─── RIGHE DEI RECORD

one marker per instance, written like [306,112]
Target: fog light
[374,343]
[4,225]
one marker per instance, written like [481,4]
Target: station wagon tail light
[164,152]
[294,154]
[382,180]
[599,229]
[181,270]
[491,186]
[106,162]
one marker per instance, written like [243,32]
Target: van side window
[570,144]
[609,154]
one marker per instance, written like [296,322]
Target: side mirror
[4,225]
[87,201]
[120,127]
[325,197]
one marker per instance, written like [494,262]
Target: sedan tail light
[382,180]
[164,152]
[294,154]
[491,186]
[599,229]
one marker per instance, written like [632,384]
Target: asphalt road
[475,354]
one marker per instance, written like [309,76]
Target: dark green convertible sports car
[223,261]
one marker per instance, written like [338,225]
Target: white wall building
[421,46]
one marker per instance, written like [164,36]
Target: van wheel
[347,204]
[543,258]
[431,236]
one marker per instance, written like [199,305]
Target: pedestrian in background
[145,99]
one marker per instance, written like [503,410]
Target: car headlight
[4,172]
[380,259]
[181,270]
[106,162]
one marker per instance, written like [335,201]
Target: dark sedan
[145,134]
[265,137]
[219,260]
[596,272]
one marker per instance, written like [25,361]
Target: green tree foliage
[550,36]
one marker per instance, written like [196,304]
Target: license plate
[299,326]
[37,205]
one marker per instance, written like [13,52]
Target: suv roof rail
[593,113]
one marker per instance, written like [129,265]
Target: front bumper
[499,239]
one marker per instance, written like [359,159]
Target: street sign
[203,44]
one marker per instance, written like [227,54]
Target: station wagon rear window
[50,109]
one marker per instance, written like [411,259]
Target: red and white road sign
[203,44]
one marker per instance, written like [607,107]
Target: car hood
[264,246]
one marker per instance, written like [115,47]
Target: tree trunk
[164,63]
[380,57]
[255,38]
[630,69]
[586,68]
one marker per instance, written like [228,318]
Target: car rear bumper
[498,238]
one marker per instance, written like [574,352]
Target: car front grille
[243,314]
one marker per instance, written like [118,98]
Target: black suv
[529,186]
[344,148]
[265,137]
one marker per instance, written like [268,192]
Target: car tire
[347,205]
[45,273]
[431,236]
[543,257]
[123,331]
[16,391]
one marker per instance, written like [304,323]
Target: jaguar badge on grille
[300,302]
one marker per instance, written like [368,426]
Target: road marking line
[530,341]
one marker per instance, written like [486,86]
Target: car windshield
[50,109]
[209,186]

──────
─── RIGHE DEI RECORD

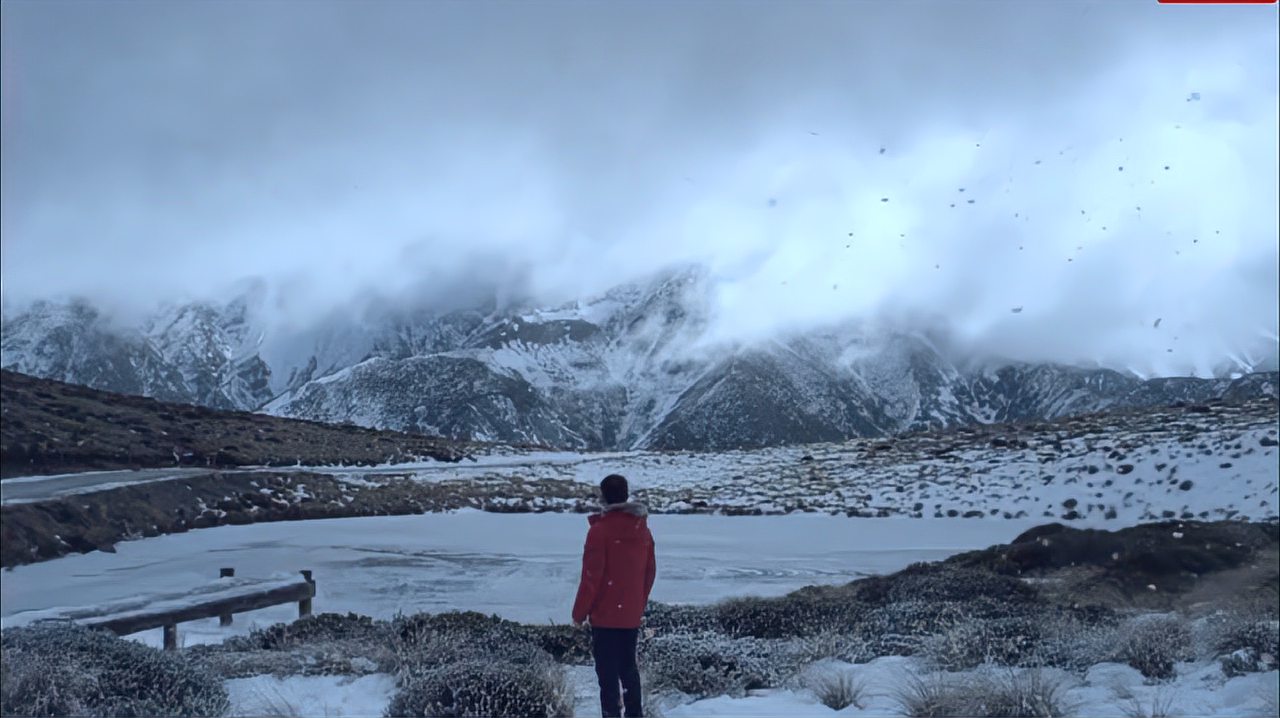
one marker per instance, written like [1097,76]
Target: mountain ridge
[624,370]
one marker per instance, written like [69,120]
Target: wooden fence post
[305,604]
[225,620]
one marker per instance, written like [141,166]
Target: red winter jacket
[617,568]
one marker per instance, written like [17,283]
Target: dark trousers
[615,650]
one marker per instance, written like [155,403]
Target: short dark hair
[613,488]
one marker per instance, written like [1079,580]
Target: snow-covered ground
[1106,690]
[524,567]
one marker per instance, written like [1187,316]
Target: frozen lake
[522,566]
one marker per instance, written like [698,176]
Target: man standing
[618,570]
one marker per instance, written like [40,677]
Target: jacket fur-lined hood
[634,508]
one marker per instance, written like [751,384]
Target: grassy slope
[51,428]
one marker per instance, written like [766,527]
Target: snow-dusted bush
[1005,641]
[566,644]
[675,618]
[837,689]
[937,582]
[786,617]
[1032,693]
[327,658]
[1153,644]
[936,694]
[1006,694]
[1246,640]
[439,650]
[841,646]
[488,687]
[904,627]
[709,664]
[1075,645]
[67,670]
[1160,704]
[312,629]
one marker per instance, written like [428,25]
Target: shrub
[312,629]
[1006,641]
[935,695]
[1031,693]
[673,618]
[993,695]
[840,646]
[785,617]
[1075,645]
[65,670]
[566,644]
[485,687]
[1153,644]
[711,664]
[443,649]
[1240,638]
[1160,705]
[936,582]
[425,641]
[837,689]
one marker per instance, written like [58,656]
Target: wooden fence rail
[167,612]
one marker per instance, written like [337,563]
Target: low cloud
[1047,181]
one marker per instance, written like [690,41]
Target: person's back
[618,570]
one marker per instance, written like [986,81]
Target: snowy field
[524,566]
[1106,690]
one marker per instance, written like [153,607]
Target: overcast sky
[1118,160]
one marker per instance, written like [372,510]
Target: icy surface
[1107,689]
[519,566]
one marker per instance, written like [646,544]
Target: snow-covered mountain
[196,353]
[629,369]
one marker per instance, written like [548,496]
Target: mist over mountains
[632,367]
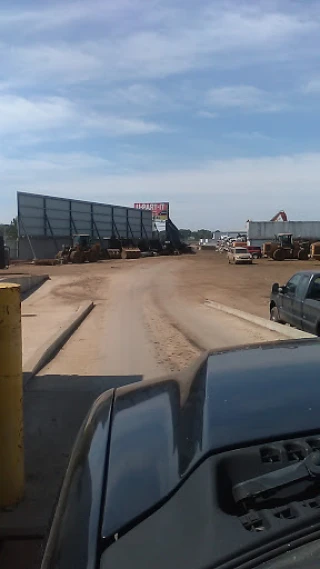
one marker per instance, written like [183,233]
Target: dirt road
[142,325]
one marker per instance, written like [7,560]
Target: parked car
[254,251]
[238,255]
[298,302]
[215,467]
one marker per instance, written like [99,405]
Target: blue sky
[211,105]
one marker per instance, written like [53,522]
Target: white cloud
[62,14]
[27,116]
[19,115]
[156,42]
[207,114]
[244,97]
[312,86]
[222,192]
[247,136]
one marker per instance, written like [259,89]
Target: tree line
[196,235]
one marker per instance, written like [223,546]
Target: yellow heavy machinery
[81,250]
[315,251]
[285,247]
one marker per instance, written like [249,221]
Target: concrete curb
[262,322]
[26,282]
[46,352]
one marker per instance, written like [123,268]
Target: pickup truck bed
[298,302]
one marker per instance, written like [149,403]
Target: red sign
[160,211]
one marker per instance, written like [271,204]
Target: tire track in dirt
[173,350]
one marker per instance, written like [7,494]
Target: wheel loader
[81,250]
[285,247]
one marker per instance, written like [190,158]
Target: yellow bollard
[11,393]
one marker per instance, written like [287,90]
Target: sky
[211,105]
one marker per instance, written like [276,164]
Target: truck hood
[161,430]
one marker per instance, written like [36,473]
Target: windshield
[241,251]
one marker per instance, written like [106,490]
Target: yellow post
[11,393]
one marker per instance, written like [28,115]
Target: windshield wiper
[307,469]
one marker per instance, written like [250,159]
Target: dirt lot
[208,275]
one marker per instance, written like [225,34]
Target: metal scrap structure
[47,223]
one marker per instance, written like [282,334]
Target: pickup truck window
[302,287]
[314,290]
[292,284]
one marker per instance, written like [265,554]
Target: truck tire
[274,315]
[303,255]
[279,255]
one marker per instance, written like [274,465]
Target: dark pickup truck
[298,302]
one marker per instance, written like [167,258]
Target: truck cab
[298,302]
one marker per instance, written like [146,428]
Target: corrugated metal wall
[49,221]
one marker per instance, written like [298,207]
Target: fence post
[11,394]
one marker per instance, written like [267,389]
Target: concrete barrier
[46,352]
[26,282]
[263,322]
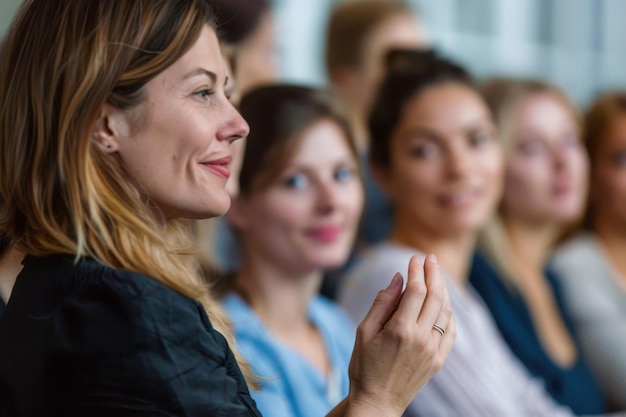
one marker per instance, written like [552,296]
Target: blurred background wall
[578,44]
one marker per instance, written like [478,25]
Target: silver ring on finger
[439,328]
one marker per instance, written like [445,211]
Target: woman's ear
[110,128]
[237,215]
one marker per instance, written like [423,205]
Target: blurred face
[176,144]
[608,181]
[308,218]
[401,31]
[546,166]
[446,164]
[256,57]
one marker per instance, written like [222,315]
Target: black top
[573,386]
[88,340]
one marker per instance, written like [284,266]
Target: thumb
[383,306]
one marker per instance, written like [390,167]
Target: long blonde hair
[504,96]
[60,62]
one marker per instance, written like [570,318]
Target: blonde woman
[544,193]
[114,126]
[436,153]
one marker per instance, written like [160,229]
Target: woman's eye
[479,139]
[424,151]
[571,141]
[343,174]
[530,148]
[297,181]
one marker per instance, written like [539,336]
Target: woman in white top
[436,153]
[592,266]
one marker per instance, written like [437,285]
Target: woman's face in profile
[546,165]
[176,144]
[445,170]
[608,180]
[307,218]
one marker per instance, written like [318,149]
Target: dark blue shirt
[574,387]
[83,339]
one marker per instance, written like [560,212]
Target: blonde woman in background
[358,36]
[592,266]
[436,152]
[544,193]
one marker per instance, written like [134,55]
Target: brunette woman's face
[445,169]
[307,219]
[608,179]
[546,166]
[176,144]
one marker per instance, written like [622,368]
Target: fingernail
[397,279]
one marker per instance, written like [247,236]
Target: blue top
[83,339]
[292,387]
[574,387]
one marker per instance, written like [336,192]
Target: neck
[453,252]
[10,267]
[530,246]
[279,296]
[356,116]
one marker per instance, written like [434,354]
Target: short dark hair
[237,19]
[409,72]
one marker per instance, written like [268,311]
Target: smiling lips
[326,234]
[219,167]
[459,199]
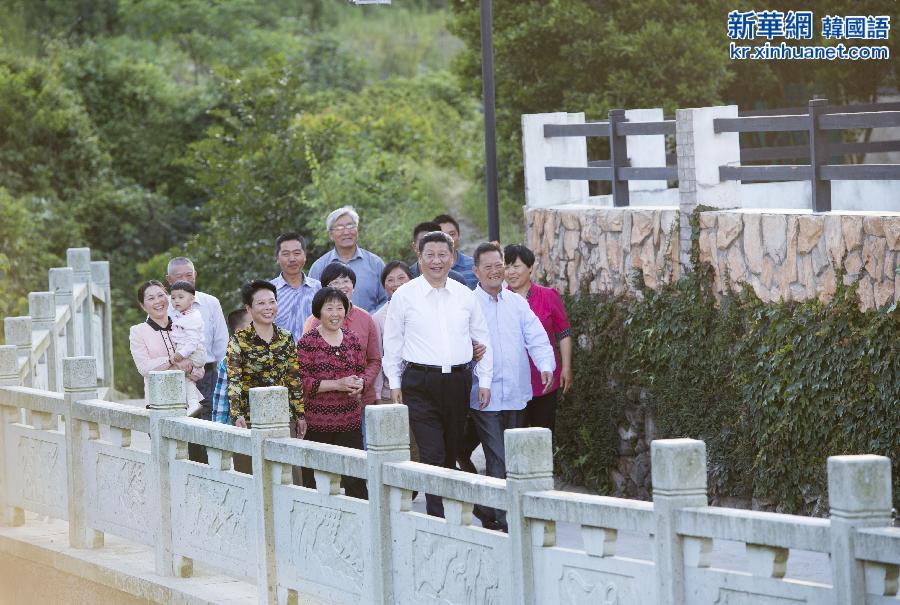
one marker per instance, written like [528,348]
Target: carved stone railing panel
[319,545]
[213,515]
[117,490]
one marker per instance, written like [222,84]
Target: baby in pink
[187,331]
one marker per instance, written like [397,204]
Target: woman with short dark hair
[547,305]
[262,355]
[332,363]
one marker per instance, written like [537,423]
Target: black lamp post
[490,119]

──────

* **OBIETTIVO**
Calcola in quante righe dei record compare la stringa "tail", distinguendo tra maiuscole e minuscole, e scrivi soltanto il numero.

* **RISPOSTA CORRETTA**
2